Task
The records that follow are to be reproduced verbatim.

Material supplied
--- --- ---

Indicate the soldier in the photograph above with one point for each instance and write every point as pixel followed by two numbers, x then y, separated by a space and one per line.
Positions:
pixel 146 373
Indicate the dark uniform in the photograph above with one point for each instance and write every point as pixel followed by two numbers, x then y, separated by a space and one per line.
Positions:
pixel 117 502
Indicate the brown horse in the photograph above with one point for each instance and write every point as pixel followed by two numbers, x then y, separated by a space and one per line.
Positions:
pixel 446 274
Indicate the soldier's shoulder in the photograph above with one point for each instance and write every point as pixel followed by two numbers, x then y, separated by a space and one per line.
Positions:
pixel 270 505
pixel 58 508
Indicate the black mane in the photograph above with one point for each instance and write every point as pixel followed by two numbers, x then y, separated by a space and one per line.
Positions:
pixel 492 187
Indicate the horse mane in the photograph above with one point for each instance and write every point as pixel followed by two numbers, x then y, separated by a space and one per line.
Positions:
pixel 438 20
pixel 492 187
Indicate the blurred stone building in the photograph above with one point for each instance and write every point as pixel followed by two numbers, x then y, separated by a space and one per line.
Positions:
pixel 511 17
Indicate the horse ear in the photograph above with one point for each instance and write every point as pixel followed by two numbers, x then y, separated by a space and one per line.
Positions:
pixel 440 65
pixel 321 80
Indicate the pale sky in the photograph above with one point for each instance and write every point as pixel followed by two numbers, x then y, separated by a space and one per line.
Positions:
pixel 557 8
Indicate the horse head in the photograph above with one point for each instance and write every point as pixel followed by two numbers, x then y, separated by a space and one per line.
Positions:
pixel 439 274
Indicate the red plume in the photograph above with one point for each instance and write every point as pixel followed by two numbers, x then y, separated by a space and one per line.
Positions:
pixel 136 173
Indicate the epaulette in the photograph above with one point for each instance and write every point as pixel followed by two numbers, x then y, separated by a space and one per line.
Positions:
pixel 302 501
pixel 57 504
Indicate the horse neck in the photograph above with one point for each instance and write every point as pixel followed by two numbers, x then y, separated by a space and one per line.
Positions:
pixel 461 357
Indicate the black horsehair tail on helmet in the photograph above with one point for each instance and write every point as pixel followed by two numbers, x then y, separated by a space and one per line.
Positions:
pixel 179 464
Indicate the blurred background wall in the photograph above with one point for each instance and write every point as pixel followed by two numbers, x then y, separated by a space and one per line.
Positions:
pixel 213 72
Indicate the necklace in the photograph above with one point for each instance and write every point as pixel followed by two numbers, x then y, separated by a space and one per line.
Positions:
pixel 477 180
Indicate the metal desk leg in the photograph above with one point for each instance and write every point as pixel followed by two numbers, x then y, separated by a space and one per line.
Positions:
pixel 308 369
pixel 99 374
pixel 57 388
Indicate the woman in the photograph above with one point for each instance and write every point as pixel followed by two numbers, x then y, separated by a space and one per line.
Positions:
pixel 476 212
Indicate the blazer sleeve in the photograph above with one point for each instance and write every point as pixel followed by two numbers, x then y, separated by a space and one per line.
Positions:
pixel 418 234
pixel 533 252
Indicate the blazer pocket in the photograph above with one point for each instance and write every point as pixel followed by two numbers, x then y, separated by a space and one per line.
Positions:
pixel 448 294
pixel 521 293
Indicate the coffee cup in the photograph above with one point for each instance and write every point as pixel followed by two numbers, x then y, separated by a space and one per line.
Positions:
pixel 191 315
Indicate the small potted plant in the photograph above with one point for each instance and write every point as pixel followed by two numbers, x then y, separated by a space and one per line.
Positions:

--- --- ---

Exercise response
Indicate the soldier in the photograph above with one point for each instance and write every point as pixel followed by two numbers, x then y, separated by a space and one per line.
Positions:
pixel 146 373
Indicate the dark uniform in the photograph above with one point for each instance and write every point as pixel followed by two numbers, x then y, separated by a space and one per line.
Positions:
pixel 117 502
Indicate the brown horse in the photograph above with one point for each instance and write every point as pixel followed by two numbers, x then y, separated by a space and one per line.
Positions:
pixel 446 274
Indicate the soldier's shoulder in the photograph above with one point for each instance and write every point as pixel followed by two numbers, x then y, separated by a space and one per line.
Positions:
pixel 270 505
pixel 58 508
Indicate the black mane in the photograph above with one point for each instance and write every point as pixel followed by two numbers, x then y, separated by a space and one per line.
Positions:
pixel 492 187
Indicate the horse mane in the photograph above with one point for each instance and write every point as pixel followed by two numbers, x then y, separated by a space and one per line.
Positions:
pixel 438 20
pixel 492 187
Indicate the blurred stone building in the photograph above with one point for each instance and write every point as pixel followed by two numbers, x then y, separated by a space and one per line.
Positions:
pixel 511 17
Indicate the horse ear in the photograph above with one point for each instance and write every point as pixel followed by two numbers, x then y, separated by a space and one per line.
Positions:
pixel 440 65
pixel 321 80
Indicate the pale sky in the photograph above with one point for each instance and write every point as pixel followed by two numbers, x then y, separated by a space and one per line.
Positions:
pixel 557 8
Indicate the horse head in the photograph above with one point for each instance and write every point as pixel followed by two numbers, x then y, separated by a space and one per line.
Positions:
pixel 439 274
Indicate the red plume in the photograph above with one point for each instance and write every point as pixel followed by two numbers, x then y, separated by a space and one per line.
Positions:
pixel 136 173
Indicate the epaulette in the photograph above with one point for each instance and write every point as pixel followed by two numbers, x then y, separated by a space and one per line.
Positions:
pixel 302 501
pixel 57 504
Indicate the horse neck in the photograph above with one point for each instance and write every point as pixel followed by two numbers, x then y, separated by a space and one per line.
Positions:
pixel 461 357
Indicate the black horsehair tail on helmet in the photograph above with one point for each instance and write every point as pixel followed by two numbers, x then y, separated by a space and one per line.
Positions:
pixel 179 464
Indicate the blurred background wall in the photograph above with one point for each instance and write every point as pixel followed by two numbers, x then y, separated by a space and one per line.
Positions:
pixel 213 72
Indicate the necklace in the photograph above with one point for each instance and write every point as pixel followed by two numbers, x then y, separated by a space and one per line.
Positions:
pixel 477 180
Indicate the metal desk leg in the photograph above with one point for each instance and write every point as pixel followed by two numbers, x then y, separated by a space and one per line.
Positions:
pixel 308 369
pixel 99 374
pixel 57 388
Indicate the woman in the photograph above with one point for each instance and write every point as pixel followed by two numbers, x then y, separated by a space and one per line.
Positions:
pixel 476 212
Indicate the blazer sleeve in the photograph above with one point for each instance and write every point as pixel followed by two numbers, x then y, separated by a space and one per line.
Positions:
pixel 418 234
pixel 533 252
Indicate the blazer pocket in the photograph above with one point for each instance and write every point as pixel followed by two numbers, x then y, separated by a space and one per line.
Positions:
pixel 448 294
pixel 521 293
Indicate the coffee cup in the photograph above with one point for each instance and write every point as pixel followed by two numbers, x then y, separated by a space and one per line.
Positions:
pixel 191 315
Indicate the small potted plant in the photograph above with one point for each instance and write every point as pixel followed by two numbers, x then y, separated by a space and one per line.
Positions:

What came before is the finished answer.